# What you should do
The expected answer is the full listing, repeated exactly and free of images.

# Information shown
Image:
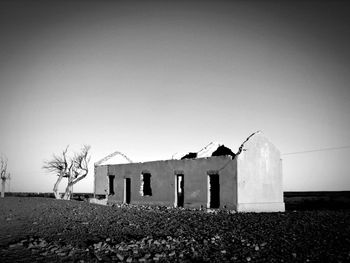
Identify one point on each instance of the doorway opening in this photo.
(127, 190)
(111, 184)
(213, 190)
(179, 190)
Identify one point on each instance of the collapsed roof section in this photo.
(212, 149)
(114, 158)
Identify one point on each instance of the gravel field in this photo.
(34, 229)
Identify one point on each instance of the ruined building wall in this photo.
(259, 169)
(164, 184)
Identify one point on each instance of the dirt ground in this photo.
(34, 229)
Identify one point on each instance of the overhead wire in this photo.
(319, 150)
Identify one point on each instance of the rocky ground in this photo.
(45, 230)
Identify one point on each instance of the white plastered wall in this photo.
(259, 177)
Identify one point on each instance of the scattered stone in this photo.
(120, 257)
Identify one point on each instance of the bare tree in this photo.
(74, 169)
(79, 170)
(4, 175)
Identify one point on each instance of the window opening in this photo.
(111, 184)
(213, 190)
(146, 189)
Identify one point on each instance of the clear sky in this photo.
(152, 78)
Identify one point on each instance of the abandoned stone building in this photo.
(248, 181)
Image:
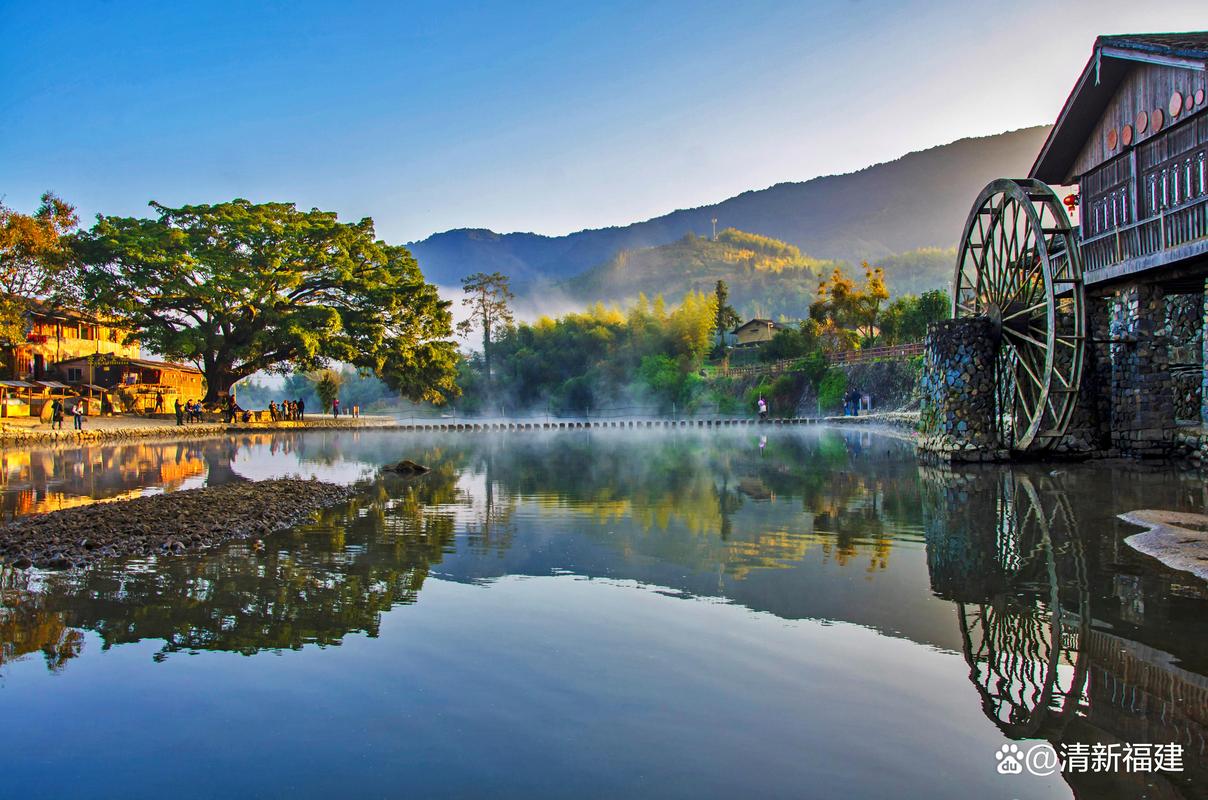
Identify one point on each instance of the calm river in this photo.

# Result below
Image:
Identify one point on each instance of the doorway opening in this photo.
(127, 190)
(111, 184)
(213, 190)
(179, 190)
Identify one point on each instance of the collapsed roof section in this photo.
(212, 149)
(114, 158)
Identify one point on each instance of the gravel field in this photo.
(34, 229)
Identify one point on each instance of the ruined building wall in this photo.
(259, 169)
(164, 184)
Identify one point on each instance of the dirt ground in this photo.
(34, 229)
Identify one point on each instance of the overhead wire in this photo.
(319, 150)
Identify one point on each instance of the rocky ground in this photo.
(45, 230)
Identify one point on each instance of the white plastered wall in this photo.
(259, 177)
Identify one point on each instance of the scattered stone in this photo.
(120, 257)
Identify one point on each instance of the bare tree in this photo.
(74, 169)
(79, 170)
(4, 175)
Identify one point on each instance of the window opening in this photo.
(111, 184)
(213, 190)
(146, 189)
Identify one point on each instance of the clear sky in this photo.
(152, 78)
Identify one point on each instance of the abandoned stone building in this photo.
(248, 181)
Image:
Identify one point on each instance of the calm river in this photo.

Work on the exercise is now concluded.